§ What needs to be done
Rewrite everything in the records below from the line containing "Target: shoulder of bust" down to the line containing "Target: grassy bank", both included, and output only those lines. Keep the requests unchanged and shift every coordinate value in the answers up by 18.

§ Provided data
>>>>

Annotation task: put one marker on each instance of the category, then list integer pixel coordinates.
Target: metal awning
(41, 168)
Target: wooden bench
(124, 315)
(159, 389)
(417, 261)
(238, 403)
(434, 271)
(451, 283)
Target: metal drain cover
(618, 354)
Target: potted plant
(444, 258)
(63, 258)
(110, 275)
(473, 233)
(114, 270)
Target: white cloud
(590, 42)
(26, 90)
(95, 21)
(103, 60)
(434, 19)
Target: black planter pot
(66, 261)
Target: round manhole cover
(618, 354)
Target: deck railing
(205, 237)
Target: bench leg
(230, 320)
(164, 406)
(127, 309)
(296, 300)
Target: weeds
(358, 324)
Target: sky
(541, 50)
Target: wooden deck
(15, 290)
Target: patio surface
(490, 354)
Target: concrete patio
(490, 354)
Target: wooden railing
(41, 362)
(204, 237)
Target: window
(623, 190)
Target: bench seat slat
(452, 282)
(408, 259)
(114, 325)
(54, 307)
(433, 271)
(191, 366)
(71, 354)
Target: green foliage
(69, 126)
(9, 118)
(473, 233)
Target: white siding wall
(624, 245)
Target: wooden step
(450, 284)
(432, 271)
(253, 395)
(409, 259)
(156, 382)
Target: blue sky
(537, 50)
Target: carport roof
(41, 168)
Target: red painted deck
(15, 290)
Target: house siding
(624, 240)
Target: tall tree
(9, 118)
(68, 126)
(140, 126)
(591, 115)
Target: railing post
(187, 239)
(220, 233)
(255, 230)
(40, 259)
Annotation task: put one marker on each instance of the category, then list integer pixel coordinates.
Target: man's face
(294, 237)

<<<<
>>>>

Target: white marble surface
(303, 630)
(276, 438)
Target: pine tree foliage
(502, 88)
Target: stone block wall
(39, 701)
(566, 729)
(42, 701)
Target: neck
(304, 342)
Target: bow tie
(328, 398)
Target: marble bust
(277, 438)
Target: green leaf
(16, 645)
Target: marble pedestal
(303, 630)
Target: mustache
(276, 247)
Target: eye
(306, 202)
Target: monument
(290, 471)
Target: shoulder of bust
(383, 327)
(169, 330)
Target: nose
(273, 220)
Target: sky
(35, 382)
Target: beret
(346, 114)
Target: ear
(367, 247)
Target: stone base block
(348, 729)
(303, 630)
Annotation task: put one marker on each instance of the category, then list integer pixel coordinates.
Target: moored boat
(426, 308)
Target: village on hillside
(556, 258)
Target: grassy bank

<<<<

§ Worked solution
Target: shoulder of bust
(401, 345)
(187, 348)
Target: nose
(291, 238)
Target: sky
(53, 400)
Target: beret
(364, 132)
Target: ear
(385, 265)
Target: stone base block
(366, 747)
(321, 648)
Annotation task: put one marker on each instance of the category, then list integer pixel coordinates.
Target: moored boat
(444, 326)
Target: village on hillside
(574, 276)
Target: grassy bank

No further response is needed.